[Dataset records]
※ ※ ※

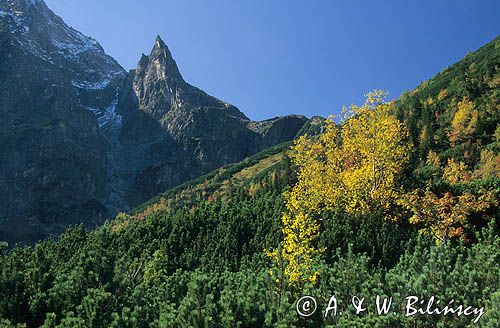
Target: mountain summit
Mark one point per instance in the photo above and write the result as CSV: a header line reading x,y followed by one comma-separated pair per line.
x,y
81,138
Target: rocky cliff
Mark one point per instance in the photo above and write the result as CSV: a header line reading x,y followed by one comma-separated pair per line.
x,y
81,138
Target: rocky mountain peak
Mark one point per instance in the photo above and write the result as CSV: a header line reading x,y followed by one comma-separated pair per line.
x,y
162,61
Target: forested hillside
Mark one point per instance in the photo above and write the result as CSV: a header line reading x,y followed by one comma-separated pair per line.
x,y
413,211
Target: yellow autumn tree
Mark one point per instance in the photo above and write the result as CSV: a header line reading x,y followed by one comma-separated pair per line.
x,y
352,168
464,122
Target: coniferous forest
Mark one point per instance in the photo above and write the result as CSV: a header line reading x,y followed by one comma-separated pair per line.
x,y
393,199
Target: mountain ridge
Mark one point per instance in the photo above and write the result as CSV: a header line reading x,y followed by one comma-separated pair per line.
x,y
82,139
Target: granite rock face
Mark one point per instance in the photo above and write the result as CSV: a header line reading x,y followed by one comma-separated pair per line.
x,y
81,138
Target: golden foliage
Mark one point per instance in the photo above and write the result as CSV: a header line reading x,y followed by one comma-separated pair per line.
x,y
464,122
456,172
353,169
445,217
489,166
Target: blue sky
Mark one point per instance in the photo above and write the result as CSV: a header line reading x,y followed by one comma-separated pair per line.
x,y
276,57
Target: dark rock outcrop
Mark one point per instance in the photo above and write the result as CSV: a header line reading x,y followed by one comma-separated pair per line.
x,y
81,139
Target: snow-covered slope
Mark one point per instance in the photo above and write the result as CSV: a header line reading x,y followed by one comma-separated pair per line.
x,y
31,27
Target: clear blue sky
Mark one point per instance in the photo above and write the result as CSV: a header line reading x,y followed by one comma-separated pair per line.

※ ※ ※

Every line above that includes "mountain" counts toward one total; give that total by itself.

3